> _Entries provided_:
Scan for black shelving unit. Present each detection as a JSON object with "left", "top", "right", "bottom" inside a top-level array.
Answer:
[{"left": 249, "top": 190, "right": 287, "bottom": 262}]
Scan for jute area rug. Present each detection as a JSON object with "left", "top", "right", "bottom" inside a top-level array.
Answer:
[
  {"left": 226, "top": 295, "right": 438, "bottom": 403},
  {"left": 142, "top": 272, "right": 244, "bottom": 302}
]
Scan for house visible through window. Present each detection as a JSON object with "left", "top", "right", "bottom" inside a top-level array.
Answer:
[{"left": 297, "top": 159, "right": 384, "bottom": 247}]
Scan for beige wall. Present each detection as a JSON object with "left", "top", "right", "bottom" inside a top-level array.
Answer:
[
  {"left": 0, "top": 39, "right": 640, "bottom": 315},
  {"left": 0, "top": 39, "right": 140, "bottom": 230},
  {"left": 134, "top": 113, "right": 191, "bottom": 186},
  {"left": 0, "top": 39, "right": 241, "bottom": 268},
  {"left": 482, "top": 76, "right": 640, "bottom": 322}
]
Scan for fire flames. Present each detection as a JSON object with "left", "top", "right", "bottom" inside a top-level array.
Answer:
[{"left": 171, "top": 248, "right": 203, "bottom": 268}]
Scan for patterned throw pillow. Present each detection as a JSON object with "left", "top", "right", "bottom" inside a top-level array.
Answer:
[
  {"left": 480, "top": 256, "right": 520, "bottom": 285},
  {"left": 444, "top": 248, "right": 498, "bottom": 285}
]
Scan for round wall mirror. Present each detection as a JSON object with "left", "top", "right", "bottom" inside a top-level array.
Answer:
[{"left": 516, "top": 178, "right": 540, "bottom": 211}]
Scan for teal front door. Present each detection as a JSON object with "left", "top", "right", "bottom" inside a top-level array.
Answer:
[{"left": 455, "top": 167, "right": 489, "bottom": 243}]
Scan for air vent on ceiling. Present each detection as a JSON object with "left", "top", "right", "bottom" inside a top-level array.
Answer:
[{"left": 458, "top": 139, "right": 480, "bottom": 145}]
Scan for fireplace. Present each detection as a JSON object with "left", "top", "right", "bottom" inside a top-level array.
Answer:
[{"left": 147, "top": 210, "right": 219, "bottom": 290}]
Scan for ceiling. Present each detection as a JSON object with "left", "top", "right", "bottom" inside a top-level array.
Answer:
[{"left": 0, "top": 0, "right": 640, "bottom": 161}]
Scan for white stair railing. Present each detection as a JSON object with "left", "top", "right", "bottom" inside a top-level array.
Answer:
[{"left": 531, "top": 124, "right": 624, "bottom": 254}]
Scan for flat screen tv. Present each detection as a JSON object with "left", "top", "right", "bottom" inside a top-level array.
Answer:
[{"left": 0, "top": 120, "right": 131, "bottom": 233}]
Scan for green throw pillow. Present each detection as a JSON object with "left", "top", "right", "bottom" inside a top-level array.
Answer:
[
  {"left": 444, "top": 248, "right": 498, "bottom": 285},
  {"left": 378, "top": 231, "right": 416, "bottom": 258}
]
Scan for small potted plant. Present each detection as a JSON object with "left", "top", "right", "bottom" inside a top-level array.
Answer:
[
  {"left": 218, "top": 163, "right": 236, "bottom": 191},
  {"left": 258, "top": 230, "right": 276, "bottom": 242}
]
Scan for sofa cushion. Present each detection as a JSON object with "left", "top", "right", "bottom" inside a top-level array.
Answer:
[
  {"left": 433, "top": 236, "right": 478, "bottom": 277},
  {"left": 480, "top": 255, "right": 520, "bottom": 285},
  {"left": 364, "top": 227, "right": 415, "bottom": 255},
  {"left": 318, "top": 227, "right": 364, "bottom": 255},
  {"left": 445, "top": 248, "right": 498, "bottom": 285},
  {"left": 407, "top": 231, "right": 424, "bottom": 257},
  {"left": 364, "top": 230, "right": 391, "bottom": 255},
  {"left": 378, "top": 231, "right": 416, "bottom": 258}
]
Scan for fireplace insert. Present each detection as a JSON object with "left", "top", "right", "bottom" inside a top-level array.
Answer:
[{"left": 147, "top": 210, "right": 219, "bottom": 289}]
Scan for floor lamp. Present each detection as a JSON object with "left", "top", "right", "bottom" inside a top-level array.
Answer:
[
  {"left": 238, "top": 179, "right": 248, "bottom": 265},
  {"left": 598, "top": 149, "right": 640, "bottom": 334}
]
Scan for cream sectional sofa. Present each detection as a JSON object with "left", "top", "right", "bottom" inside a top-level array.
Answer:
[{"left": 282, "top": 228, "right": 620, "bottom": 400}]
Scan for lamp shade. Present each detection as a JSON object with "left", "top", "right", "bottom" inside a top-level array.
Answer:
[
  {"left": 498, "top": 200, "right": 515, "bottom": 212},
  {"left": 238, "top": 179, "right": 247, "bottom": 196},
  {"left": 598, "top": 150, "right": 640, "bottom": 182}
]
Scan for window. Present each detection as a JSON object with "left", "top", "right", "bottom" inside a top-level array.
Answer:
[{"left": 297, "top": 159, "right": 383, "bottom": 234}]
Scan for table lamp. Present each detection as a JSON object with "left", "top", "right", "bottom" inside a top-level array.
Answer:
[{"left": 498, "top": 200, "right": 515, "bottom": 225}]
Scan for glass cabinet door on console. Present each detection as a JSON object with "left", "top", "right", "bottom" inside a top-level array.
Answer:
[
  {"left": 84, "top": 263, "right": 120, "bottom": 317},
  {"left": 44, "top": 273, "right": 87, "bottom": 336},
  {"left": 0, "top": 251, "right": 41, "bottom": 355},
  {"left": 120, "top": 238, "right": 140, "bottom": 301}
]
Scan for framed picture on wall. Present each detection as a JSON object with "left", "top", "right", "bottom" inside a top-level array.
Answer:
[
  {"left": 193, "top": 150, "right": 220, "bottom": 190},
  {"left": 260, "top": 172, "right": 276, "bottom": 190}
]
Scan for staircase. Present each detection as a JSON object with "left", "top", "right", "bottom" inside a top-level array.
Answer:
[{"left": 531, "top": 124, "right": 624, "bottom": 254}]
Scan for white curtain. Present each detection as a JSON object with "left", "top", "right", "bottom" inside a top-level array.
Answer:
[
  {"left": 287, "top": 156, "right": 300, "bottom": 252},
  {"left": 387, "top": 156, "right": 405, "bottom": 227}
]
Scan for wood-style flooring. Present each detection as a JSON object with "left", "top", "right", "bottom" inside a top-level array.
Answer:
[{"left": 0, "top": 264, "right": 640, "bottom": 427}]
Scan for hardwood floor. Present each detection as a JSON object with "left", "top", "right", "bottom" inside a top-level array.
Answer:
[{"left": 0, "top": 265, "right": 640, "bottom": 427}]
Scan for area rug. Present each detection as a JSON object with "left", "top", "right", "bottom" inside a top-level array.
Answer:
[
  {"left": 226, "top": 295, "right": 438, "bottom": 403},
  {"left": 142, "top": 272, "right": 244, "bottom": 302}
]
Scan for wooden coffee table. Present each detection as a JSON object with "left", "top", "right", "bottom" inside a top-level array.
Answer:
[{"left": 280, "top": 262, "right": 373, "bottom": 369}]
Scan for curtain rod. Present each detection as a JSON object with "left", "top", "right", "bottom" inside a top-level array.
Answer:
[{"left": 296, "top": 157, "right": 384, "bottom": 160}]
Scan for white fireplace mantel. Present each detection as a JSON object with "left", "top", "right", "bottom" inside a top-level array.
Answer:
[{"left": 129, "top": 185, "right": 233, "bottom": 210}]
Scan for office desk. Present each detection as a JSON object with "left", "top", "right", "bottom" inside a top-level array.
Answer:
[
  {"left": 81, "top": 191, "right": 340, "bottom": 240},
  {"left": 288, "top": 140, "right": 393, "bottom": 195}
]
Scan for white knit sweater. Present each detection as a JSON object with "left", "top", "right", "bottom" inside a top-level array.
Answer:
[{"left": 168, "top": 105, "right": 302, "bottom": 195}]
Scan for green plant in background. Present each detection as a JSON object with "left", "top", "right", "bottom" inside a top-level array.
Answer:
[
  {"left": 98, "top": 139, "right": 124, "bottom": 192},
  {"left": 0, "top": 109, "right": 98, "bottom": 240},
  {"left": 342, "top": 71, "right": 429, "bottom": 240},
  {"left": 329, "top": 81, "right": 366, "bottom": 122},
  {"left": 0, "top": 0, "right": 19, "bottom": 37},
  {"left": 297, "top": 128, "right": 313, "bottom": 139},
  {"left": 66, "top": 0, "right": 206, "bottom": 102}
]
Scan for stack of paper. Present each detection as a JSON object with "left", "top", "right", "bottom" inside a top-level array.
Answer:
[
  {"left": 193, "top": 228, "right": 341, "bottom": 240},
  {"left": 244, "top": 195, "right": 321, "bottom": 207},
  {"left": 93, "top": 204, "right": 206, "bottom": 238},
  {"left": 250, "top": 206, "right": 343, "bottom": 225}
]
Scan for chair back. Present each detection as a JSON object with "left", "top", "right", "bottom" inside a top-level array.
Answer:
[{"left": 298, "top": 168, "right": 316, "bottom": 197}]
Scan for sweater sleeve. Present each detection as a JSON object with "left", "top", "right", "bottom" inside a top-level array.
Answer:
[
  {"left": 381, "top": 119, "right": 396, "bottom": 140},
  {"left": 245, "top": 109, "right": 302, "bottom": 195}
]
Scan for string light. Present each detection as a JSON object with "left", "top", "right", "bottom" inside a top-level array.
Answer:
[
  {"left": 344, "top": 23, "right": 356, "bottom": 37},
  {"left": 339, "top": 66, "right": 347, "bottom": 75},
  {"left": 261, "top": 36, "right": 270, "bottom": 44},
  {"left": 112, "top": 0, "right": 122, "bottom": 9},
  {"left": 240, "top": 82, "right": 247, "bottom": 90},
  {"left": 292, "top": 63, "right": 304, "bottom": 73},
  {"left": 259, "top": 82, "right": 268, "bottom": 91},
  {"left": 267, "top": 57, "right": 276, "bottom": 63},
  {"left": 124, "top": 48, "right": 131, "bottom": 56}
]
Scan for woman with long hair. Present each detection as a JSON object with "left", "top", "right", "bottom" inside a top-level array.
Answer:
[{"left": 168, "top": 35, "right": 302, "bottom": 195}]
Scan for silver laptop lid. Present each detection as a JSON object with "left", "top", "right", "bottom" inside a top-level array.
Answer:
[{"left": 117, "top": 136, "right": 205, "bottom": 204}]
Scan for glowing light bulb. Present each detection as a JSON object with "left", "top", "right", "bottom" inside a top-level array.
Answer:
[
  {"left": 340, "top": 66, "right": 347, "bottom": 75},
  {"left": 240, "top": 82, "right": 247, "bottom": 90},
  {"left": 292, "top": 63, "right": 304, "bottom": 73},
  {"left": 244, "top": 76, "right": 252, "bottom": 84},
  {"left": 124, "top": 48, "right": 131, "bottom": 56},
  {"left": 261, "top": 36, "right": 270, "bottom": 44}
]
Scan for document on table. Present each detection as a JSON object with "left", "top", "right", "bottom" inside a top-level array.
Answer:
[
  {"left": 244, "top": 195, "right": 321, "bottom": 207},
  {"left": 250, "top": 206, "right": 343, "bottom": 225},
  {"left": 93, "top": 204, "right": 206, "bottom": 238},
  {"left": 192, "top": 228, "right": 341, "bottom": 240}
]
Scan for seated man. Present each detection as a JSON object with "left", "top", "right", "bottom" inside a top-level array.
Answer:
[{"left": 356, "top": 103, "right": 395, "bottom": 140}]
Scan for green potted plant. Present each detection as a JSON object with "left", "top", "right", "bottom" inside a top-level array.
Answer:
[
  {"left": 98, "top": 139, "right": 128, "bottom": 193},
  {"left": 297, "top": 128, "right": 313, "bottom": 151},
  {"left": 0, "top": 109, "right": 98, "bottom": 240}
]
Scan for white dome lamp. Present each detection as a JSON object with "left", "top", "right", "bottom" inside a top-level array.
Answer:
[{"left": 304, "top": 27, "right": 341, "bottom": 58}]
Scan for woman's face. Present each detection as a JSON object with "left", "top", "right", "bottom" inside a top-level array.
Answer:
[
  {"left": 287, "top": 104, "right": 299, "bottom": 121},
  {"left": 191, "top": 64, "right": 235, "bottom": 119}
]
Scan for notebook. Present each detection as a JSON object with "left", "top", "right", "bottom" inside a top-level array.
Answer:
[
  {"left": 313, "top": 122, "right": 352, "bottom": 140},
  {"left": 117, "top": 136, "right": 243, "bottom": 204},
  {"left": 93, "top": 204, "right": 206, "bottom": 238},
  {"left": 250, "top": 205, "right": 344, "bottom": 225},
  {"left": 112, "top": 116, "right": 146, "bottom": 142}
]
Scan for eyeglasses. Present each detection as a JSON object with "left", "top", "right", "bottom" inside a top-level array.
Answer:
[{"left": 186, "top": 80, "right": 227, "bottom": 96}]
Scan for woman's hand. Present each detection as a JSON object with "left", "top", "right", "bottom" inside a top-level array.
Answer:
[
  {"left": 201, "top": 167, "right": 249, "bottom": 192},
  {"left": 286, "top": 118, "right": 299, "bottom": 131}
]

> _Your task_: Gather every line in the data above that contains the string "sofa", and copy each one in full.

> _Completed exercise_:
Scan for sofa cushion. Present each detection as a JSON object with "left", "top", "right", "bottom" inside a top-level array.
Scan for cream sectional sofa. Present each detection as a JSON object with "left", "top", "right", "bottom" inside a top-level array.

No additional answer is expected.